Provided entries:
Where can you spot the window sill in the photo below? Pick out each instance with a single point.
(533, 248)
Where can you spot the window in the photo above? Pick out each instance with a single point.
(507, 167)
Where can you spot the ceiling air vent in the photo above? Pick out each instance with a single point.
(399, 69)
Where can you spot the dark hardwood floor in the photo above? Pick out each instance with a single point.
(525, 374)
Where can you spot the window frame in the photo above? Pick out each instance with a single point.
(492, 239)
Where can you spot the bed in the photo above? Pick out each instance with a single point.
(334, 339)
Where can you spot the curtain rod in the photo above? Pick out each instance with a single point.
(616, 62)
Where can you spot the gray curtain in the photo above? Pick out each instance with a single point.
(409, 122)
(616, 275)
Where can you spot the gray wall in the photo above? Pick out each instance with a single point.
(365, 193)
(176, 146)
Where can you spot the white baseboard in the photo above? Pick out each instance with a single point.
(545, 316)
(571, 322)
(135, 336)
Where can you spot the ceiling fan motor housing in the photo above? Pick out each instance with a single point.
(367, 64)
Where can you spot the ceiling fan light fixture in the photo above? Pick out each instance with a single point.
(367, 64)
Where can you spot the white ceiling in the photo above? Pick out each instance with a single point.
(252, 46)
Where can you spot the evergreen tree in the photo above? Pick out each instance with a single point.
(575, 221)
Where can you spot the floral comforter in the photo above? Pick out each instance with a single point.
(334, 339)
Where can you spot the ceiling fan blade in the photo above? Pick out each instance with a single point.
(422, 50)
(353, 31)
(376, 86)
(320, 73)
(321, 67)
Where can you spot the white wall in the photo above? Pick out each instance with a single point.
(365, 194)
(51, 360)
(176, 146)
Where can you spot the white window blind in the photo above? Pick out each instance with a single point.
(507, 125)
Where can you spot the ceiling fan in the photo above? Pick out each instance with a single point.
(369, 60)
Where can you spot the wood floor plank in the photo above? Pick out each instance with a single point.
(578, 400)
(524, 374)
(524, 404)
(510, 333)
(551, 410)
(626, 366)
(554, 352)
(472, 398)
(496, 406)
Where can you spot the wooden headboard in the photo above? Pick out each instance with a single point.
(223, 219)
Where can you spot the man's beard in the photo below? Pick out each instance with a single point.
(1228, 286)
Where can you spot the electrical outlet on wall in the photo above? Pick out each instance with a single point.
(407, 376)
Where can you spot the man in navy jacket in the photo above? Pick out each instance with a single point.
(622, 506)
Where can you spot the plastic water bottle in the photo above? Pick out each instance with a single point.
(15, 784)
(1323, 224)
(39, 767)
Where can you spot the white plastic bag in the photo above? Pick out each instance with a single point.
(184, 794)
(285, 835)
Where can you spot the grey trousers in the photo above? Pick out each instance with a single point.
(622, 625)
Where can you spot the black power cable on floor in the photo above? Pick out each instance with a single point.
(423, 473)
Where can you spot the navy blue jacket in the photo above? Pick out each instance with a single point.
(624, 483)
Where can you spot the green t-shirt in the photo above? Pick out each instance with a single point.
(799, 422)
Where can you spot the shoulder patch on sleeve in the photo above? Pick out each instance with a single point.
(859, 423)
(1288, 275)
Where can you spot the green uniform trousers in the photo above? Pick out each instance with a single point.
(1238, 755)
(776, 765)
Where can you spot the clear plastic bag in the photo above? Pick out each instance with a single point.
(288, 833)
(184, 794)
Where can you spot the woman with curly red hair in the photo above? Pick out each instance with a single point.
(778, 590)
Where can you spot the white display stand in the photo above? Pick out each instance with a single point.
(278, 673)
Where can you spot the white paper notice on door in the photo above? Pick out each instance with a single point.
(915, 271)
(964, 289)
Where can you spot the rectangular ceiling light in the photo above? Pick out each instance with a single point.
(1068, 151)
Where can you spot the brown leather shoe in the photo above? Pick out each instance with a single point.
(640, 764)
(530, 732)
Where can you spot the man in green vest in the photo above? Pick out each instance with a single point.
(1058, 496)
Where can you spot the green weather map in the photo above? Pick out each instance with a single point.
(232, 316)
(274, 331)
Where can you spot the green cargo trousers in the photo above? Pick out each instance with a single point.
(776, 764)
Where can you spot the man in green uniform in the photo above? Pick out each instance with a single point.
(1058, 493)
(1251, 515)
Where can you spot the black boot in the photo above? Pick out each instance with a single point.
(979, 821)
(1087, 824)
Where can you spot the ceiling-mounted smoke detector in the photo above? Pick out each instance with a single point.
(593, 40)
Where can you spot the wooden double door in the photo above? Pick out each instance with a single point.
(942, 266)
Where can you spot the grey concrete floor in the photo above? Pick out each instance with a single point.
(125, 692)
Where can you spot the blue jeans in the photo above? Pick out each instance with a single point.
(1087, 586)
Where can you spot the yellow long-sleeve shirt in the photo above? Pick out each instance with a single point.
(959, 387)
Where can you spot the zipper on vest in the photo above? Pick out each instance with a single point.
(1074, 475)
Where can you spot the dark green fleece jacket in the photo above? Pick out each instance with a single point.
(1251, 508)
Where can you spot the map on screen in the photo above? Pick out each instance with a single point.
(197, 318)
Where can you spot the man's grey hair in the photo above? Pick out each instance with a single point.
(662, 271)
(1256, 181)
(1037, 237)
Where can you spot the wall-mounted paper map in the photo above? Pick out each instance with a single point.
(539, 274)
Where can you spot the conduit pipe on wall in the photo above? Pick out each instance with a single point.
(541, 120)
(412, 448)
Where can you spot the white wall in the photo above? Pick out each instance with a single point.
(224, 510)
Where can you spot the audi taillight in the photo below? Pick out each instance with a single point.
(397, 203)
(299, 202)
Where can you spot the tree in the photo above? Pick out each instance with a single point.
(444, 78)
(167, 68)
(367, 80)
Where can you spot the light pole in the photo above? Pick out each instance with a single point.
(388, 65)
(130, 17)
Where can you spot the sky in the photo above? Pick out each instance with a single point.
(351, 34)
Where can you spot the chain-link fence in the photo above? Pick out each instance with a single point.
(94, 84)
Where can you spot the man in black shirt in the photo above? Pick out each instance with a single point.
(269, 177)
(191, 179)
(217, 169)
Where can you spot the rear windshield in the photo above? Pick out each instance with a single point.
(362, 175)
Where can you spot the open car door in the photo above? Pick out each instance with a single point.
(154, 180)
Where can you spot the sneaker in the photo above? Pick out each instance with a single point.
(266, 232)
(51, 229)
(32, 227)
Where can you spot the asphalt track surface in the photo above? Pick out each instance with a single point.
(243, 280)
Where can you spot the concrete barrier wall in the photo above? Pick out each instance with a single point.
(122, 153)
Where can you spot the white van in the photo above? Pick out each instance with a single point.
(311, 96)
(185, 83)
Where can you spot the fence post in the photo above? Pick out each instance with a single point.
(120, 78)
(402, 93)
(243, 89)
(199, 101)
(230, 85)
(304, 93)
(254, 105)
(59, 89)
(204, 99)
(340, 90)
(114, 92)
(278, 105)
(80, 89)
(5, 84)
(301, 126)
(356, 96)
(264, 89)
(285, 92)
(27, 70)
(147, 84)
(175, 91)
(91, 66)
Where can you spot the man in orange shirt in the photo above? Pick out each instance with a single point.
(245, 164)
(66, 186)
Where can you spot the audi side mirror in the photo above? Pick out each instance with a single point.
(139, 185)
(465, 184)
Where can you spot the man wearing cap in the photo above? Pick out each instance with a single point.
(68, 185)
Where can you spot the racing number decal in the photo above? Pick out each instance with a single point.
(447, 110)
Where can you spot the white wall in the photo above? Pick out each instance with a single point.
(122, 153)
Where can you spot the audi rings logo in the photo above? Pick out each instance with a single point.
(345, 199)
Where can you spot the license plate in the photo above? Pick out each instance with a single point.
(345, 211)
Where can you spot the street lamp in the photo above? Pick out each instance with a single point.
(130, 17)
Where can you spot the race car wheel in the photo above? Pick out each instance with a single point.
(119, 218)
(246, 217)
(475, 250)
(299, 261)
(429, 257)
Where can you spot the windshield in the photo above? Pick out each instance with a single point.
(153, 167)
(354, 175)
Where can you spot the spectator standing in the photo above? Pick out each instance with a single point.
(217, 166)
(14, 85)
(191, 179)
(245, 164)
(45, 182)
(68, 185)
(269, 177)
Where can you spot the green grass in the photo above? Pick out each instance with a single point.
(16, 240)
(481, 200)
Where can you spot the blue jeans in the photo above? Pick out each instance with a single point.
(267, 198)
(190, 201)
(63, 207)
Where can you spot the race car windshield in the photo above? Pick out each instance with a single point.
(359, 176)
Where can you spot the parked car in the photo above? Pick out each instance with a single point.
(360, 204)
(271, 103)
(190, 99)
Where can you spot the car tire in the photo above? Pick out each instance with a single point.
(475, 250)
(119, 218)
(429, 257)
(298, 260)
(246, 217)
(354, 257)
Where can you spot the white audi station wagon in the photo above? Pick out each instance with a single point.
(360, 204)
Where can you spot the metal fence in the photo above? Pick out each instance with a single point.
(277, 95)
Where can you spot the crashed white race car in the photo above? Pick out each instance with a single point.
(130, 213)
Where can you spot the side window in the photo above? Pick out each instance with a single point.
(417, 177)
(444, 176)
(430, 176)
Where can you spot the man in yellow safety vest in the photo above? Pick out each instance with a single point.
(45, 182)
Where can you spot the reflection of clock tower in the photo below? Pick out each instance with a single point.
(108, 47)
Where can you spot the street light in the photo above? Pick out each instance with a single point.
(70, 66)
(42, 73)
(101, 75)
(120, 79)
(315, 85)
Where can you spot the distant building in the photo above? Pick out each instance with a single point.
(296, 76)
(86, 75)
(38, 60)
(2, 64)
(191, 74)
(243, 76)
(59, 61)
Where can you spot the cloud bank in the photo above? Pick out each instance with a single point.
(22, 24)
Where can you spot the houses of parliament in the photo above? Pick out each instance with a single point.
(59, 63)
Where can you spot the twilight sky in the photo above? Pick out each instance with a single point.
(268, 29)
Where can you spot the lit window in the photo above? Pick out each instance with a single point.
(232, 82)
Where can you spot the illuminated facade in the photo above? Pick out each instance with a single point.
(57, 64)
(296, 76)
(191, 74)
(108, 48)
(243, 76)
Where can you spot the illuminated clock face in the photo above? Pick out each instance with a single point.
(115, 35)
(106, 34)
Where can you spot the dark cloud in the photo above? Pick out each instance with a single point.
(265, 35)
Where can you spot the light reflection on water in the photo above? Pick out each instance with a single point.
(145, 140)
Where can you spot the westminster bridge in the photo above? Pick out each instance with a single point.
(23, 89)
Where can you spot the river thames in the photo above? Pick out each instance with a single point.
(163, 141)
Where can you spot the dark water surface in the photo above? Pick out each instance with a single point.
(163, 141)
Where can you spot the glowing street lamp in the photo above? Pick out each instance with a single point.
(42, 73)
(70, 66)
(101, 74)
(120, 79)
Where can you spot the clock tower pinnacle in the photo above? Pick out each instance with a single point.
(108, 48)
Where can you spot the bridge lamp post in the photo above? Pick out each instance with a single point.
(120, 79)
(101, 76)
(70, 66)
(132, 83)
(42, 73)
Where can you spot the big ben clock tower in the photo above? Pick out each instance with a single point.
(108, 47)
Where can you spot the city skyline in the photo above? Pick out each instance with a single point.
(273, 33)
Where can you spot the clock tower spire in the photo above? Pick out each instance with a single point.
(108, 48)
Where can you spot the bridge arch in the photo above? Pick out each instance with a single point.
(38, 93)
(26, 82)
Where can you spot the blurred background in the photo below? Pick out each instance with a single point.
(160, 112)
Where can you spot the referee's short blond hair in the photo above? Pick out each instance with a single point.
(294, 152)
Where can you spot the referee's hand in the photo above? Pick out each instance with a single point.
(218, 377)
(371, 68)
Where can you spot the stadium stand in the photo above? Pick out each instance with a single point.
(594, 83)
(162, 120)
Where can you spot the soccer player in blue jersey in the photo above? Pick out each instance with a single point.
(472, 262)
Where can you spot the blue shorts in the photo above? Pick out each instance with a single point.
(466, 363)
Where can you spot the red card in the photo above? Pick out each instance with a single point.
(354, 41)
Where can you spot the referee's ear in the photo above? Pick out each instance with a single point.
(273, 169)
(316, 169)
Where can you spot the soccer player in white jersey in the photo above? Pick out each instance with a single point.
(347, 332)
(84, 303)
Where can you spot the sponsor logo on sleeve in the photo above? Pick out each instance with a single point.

Work instructions: Take the line that contains "Where can you spot the bridge lamp" and each line after it down to the last of the records, and retype them exactly; add nothing else.

Task response:
Where can you spot the bridge lamp post in the photo above? Pick out each instance with a single point.
(120, 79)
(101, 76)
(70, 66)
(132, 83)
(42, 73)
Where can you spot the big ben clock tower in the photo above? Pick out each instance with a single point.
(108, 47)
Where can you spot the city skyline in the photo above? Pick out each instance with a single point.
(273, 33)
Where can you spot the clock tower spire in the photo above? Pick out each instance with a single point.
(108, 48)
Where can you spot the bridge arch in the photo above? Pick out each instance with a single point.
(38, 93)
(26, 82)
Where can you spot the blurred background in the photo below? Pick out each instance with a single point.
(160, 112)
Where can you spot the referee's short blond hair in the photo above? Pick out each instance with a single point.
(294, 152)
Where can you spot the referee's hand in the photo above? Pick out each instance with a single point.
(218, 377)
(371, 68)
Where can you spot the stadium stand in the photo above? Pick out each instance with a single point.
(594, 83)
(162, 120)
Where can you spot the soccer player in blue jersey in the photo above? Pick out each instance with a single point.
(472, 262)
Where can you spot the blue shorts in the photo above? Pick out each instance with a single point.
(466, 363)
Where can you spot the red card in the photo above? Pick out each instance with a single point.
(354, 41)
Where can you spot the referee's ear in the photo above? Pick out each instance with a single point.
(273, 169)
(316, 169)
Where can you spot the soccer player in white jersey in the photo above? Pick out each instance with a single point.
(347, 332)
(84, 303)
Where can you spot the sponsor logo on sleeve in the photo above? Pick out each instance with a single point.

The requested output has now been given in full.